Stated exercise:
Please output the stretch of records from the line containing "Agricultural drone survey: scan the aerial photo for spoon." through the line containing "705, 335, 730, 366", both included, as a Markdown table with the columns Row and Line, leaving out blank lines. Include only those lines.
◇ ◇ ◇ ◇ ◇ ◇ ◇
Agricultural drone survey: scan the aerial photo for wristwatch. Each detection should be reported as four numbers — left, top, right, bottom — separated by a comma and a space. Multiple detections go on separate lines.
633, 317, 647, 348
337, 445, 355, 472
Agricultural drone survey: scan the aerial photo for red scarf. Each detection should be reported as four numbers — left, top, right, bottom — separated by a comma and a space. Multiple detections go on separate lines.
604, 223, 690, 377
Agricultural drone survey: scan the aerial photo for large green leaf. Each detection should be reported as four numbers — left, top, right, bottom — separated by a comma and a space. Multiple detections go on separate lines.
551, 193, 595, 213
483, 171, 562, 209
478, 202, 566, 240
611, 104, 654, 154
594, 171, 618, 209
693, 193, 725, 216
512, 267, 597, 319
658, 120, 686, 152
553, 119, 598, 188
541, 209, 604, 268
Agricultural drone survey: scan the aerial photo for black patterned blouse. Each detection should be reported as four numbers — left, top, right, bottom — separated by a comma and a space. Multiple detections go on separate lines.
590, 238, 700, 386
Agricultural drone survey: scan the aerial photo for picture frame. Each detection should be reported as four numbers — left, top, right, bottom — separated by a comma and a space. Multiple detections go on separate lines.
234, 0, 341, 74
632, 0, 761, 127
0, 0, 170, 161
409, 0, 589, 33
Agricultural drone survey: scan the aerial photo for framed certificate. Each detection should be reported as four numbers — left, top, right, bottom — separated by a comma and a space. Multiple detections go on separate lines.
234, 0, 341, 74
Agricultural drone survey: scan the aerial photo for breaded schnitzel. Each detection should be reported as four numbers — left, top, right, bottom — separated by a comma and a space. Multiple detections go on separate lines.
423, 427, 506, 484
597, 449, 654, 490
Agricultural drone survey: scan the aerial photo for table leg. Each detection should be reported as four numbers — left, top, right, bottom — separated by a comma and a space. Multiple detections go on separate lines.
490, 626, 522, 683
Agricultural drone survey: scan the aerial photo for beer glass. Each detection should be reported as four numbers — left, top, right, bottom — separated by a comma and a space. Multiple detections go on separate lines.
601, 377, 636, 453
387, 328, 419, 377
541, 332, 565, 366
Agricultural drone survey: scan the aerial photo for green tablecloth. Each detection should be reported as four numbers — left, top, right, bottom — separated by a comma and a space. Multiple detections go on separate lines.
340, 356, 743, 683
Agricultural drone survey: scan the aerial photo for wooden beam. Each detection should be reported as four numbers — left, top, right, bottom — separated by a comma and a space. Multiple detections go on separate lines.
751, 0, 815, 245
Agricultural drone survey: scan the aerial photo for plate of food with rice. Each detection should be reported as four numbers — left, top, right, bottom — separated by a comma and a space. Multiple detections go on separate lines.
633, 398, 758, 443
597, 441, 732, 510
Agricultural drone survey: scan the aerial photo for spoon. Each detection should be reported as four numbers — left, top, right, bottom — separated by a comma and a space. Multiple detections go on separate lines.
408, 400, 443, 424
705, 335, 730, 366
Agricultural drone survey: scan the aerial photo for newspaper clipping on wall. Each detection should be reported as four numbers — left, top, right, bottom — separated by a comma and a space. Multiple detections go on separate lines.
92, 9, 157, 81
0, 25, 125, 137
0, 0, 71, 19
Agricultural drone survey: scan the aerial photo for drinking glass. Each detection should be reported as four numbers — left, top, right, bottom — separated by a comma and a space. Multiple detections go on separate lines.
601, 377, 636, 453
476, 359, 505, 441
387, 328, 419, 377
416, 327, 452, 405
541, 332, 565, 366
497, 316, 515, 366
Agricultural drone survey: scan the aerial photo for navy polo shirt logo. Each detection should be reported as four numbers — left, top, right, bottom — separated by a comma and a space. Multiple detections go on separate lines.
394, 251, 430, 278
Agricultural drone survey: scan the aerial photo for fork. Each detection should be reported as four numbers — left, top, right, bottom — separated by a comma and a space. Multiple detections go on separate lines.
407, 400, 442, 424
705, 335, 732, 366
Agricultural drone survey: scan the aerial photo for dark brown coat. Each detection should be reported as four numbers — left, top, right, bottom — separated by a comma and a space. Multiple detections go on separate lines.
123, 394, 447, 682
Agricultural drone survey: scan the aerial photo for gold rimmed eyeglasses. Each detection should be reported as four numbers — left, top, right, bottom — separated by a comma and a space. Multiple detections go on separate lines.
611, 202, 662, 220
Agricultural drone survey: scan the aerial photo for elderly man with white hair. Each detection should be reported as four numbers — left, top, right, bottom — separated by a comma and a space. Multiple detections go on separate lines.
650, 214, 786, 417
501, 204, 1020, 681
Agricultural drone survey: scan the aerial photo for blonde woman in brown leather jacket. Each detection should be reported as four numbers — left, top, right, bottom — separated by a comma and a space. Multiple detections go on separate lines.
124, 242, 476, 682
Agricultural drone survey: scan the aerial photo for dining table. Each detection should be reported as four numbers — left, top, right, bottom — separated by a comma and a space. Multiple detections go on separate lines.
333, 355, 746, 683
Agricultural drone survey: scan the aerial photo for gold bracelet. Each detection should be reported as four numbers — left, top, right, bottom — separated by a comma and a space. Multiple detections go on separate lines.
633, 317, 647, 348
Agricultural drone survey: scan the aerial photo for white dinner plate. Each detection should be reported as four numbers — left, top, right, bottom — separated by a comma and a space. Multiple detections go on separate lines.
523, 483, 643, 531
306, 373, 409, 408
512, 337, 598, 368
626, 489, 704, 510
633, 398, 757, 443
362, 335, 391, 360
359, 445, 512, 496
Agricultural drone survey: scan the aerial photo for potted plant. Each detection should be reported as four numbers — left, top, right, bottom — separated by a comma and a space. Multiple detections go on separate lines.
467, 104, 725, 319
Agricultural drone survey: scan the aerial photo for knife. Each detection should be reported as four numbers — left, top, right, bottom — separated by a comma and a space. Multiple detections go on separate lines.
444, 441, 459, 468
◇ ◇ ◇ ◇ ◇ ◇ ◇
Response to the exercise:
| Row | Line |
|---|---|
| 1 | Agricultural drone survey: scan the aerial photo for spoon. Each detection should be reported as four numbers — left, top, right, bottom — separated by a comma and a space. Multiple detections go on separate lines. |
| 2 | 408, 400, 443, 424 |
| 3 | 705, 335, 730, 366 |